Exactly copy the final stretch of the listing below: the line with "The component shall provide one point per instance of the green" and every line after it.

Records for this exercise:
····················
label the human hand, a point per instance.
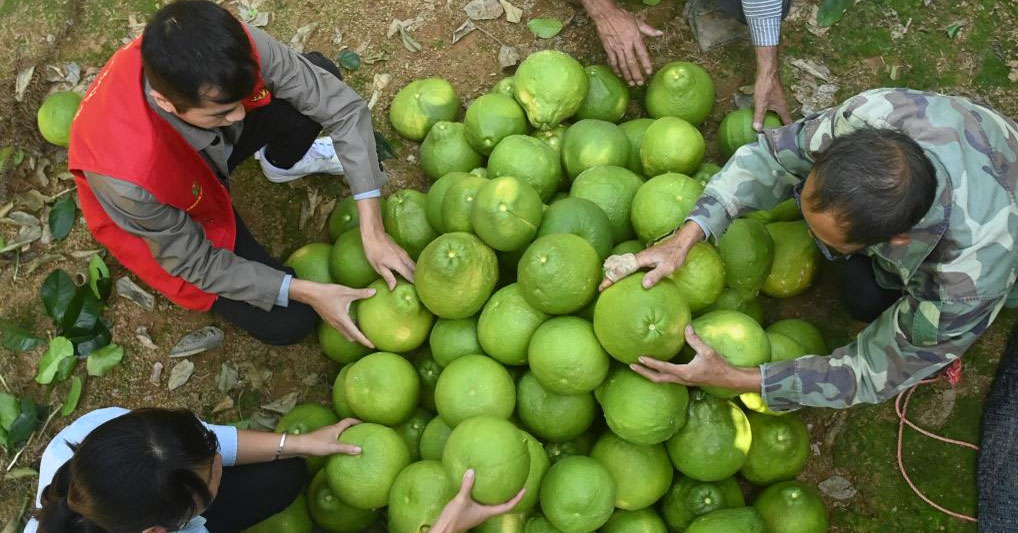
(462, 513)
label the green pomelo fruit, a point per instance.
(506, 214)
(592, 142)
(332, 514)
(715, 440)
(455, 275)
(640, 411)
(490, 119)
(792, 507)
(796, 259)
(364, 480)
(565, 357)
(474, 386)
(347, 262)
(55, 115)
(581, 218)
(680, 90)
(607, 96)
(631, 321)
(559, 274)
(446, 150)
(642, 473)
(748, 251)
(497, 452)
(405, 220)
(779, 451)
(736, 129)
(701, 277)
(737, 338)
(634, 130)
(689, 498)
(551, 86)
(551, 416)
(417, 496)
(382, 388)
(420, 105)
(578, 494)
(455, 338)
(671, 144)
(310, 261)
(662, 203)
(507, 323)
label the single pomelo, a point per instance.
(417, 496)
(455, 275)
(671, 144)
(715, 440)
(310, 261)
(640, 411)
(612, 189)
(496, 451)
(474, 386)
(347, 263)
(382, 388)
(490, 119)
(559, 274)
(364, 480)
(591, 142)
(607, 96)
(529, 160)
(507, 323)
(551, 86)
(662, 203)
(551, 416)
(446, 150)
(680, 90)
(506, 214)
(631, 321)
(420, 105)
(642, 473)
(578, 494)
(55, 115)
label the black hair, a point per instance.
(879, 181)
(194, 51)
(132, 472)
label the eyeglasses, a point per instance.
(830, 254)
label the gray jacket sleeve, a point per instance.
(325, 99)
(179, 245)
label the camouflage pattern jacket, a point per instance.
(955, 275)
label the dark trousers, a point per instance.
(286, 135)
(250, 493)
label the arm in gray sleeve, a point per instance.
(179, 245)
(325, 99)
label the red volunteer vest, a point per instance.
(116, 133)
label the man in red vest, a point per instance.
(165, 123)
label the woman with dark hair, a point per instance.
(159, 470)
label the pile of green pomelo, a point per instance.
(504, 357)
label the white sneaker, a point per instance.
(320, 159)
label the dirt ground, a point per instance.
(967, 48)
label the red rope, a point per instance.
(953, 375)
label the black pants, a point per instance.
(250, 493)
(286, 134)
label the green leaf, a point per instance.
(17, 340)
(62, 217)
(545, 27)
(349, 59)
(57, 293)
(104, 359)
(831, 11)
(60, 348)
(73, 395)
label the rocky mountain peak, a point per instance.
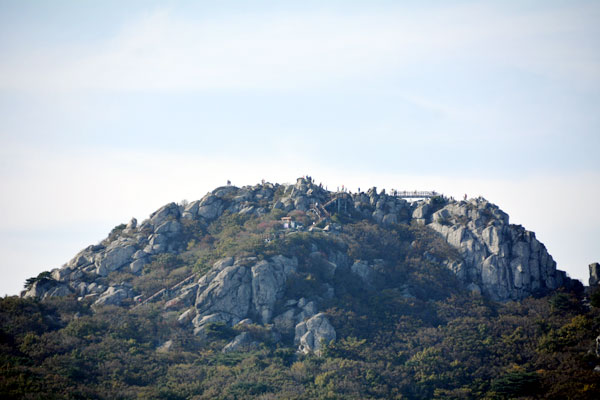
(489, 256)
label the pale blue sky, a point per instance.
(110, 109)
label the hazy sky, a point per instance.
(110, 109)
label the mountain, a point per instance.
(293, 291)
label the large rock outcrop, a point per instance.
(505, 260)
(243, 288)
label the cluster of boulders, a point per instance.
(501, 260)
(244, 291)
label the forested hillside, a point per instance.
(293, 292)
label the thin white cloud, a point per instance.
(166, 51)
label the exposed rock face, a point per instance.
(268, 284)
(243, 341)
(505, 261)
(594, 274)
(235, 290)
(310, 334)
(114, 296)
(495, 258)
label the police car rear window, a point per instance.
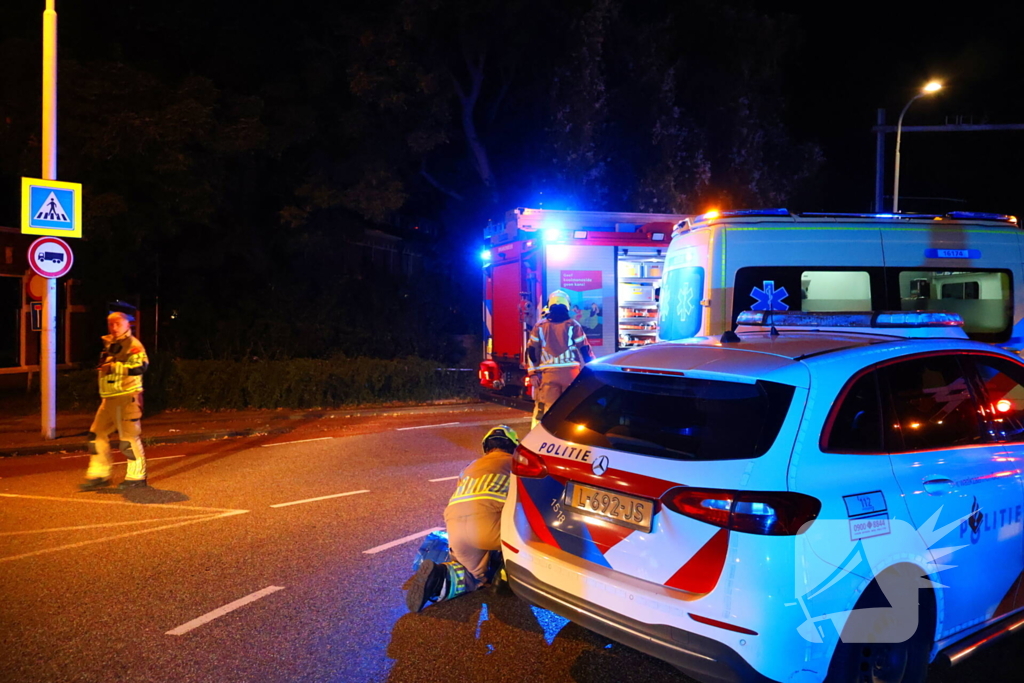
(672, 417)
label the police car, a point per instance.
(813, 497)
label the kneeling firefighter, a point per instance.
(473, 520)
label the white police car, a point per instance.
(840, 500)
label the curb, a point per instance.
(44, 449)
(79, 446)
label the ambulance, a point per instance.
(720, 264)
(609, 263)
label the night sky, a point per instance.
(853, 59)
(243, 147)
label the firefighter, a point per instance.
(473, 520)
(121, 366)
(557, 350)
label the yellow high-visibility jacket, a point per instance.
(128, 360)
(484, 482)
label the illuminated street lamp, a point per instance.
(933, 86)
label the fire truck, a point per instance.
(610, 264)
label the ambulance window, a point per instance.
(836, 290)
(983, 298)
(1003, 395)
(933, 403)
(856, 425)
(807, 288)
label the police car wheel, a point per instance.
(904, 662)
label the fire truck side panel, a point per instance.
(507, 331)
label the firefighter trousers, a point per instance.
(123, 414)
(471, 538)
(553, 382)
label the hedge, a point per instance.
(299, 383)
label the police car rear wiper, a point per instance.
(632, 442)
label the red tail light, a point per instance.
(527, 464)
(762, 512)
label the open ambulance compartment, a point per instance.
(609, 264)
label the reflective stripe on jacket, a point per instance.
(487, 487)
(127, 360)
(484, 481)
(559, 343)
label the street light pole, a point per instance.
(934, 86)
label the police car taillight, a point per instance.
(527, 464)
(765, 513)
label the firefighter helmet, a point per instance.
(501, 437)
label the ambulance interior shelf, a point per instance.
(639, 285)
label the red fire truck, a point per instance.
(608, 263)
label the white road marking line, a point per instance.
(322, 498)
(495, 423)
(220, 611)
(122, 536)
(301, 440)
(103, 525)
(445, 424)
(412, 537)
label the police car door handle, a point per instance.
(938, 485)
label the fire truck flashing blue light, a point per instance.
(977, 215)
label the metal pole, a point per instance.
(899, 131)
(47, 360)
(880, 164)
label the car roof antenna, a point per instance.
(729, 337)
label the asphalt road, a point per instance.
(139, 587)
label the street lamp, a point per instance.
(933, 86)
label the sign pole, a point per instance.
(47, 360)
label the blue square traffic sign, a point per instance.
(51, 207)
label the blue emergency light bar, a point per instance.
(977, 215)
(884, 318)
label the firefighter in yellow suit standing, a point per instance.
(121, 368)
(557, 350)
(473, 519)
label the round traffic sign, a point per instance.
(50, 257)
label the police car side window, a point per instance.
(933, 403)
(855, 425)
(1001, 384)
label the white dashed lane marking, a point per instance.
(321, 498)
(443, 424)
(411, 537)
(220, 611)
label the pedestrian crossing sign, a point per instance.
(51, 207)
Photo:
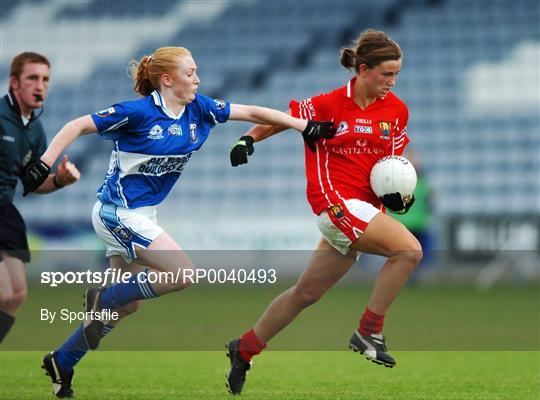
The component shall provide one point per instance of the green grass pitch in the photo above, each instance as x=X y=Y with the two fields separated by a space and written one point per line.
x=284 y=375
x=449 y=343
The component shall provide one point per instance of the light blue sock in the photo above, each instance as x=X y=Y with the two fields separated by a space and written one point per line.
····················
Solution:
The component shall provide one point per instance of the green grass pitch in the photo above, each instance as x=X y=Y with the two fields separated by a space and written one point per line.
x=284 y=375
x=449 y=343
The component shall provide one point per instance of the light blue sock in the photo above, each instance as x=X y=Y with the two fields separated by a space and written one point per line.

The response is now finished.